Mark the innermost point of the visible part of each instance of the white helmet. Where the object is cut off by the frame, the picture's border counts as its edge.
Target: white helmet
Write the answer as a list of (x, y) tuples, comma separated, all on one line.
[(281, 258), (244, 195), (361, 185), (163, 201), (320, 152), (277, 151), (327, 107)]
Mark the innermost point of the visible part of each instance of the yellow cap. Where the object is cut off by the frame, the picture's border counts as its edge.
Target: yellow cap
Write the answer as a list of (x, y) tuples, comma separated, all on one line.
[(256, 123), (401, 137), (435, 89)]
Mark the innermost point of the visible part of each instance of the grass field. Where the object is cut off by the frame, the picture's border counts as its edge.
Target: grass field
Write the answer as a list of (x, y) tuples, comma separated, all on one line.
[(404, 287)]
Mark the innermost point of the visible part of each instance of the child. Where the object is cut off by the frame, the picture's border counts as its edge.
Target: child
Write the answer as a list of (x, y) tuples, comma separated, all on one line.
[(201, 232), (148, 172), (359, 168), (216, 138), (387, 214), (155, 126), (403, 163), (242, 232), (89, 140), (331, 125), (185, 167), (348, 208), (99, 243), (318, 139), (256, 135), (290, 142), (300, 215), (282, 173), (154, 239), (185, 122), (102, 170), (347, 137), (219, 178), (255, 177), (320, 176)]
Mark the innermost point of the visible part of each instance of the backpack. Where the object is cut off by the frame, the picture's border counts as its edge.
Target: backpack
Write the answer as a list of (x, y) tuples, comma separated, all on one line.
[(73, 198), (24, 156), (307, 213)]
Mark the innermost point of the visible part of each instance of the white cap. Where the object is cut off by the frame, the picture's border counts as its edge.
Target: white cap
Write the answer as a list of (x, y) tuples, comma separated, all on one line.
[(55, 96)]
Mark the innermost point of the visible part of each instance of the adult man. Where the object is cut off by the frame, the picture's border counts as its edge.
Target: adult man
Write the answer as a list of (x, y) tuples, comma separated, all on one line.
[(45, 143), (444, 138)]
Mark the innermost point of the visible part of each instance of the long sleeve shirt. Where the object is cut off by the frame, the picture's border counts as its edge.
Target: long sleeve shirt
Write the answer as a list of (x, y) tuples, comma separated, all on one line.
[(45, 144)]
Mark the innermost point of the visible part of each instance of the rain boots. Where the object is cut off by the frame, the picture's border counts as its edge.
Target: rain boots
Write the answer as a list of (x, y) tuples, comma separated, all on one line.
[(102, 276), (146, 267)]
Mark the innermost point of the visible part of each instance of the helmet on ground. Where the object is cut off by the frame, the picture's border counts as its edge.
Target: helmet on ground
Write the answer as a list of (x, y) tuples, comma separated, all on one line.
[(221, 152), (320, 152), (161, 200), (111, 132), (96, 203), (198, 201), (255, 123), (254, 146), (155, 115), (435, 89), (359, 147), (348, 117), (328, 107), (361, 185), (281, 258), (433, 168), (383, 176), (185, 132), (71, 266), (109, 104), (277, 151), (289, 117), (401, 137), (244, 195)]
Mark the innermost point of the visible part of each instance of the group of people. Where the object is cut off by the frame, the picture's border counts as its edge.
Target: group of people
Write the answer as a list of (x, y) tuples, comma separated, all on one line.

PROBLEM TO WORK ON – Retype all of the material, keeping each line exact.

SOLUTION FOR THIS PROBLEM –
Mark the innermost point of the visible part of each instance of the white helmet. Where the object is cut off by the frame, the picture's border counts as its edge.
Target: white helmet
Write the answer as a list of (x, y) tuples, comma separated, all on one line.
[(281, 258), (244, 195), (361, 185), (163, 201), (320, 152), (277, 151), (327, 107)]
Mark the innermost point of the visible part of each instance of the yellow cap. Where the object is cut off by the frame, the picture's border counts as its edge.
Target: yellow cap
Write the answer as a list of (x, y) tuples, comma separated, all on one line.
[(256, 123), (401, 137), (435, 89)]
Mark the innermost point of the visible part of each instance of the grass field. Where the object is cut off by the frame, the picture's border counts as its edge.
Target: grass field
Write the answer as a list of (x, y) tuples, comma separated, all on one line.
[(404, 287)]
Mark the innermost point of the visible part of each instance of the child. Where the object is cut off by the frame, the picture's border counts as its edge.
Target: child
Write the answer as a list of (x, y) tuples, comma separated, all on one line.
[(201, 232), (148, 172), (359, 168), (216, 138), (387, 214), (155, 126), (403, 163), (242, 232), (89, 140), (331, 125), (185, 167), (348, 208), (99, 243), (318, 139), (256, 135), (290, 142), (300, 215), (282, 173), (154, 239), (185, 122), (102, 170), (347, 137), (219, 178), (255, 177), (320, 176)]
Mark the innermost point of the visible part of each instance of the backpack. Where the object is cut off by the frame, the picture's border counts as its edge.
Target: backpack
Write the answer as a list of (x, y) tuples, comma separated, all on one line.
[(73, 198), (24, 156), (307, 213)]
Mark the innermost point of the visible part of each instance of the white cap. Where the object is cut off by the frame, the picture's border counts as its edge.
Target: white cap
Write the answer as a list of (x, y) tuples, comma separated, all on one line.
[(55, 96)]
Mark the innermost point of the visible part of each instance of the adult man. Where the object is cut off by the frame, the picture's border counts as its edge.
Target: adult man
Write the answer as a list of (x, y) tuples, comma separated, all on one line.
[(45, 143), (444, 138)]
Mark the innermost point of the visible part of each instance of the long sleeve shirt. Where the object is cut off by the frame, the picture's border counts as its edge.
Target: long sleeve shirt
Write the answer as a list of (x, y) tuples, comma separated, all on one line.
[(45, 144)]
Mark the innermost point of the visible part of each instance of the rain boots. Where the object is cut off by the frame, the picture's border counts as its edge.
Target: rain boots
Write the answer as a list of (x, y) tuples, comma separated, all on one line.
[(102, 276), (146, 267)]
Mark the innermost point of the visible part of each instance of the helmet on ground. Where the object is cut off by the frame, the picture's border counts as its edge.
Target: helmet on ground
Write the answer as a list of (x, y) tuples, comma separated, all on one line.
[(221, 152), (320, 152), (161, 200), (111, 132), (96, 203), (198, 201), (255, 123), (254, 146), (155, 115), (435, 89), (359, 147), (348, 117), (328, 107), (361, 185), (281, 258), (433, 168), (383, 176), (185, 132), (71, 266), (109, 104), (277, 151), (289, 117), (401, 137), (244, 195)]
Mark the innermost point of the visible part of each instance of the group of people. Where the object is cut off by the frame, the picture's border counts as its edge.
Target: group of people
Write the answer as a list of (x, y) tuples, comma separated, all on one line.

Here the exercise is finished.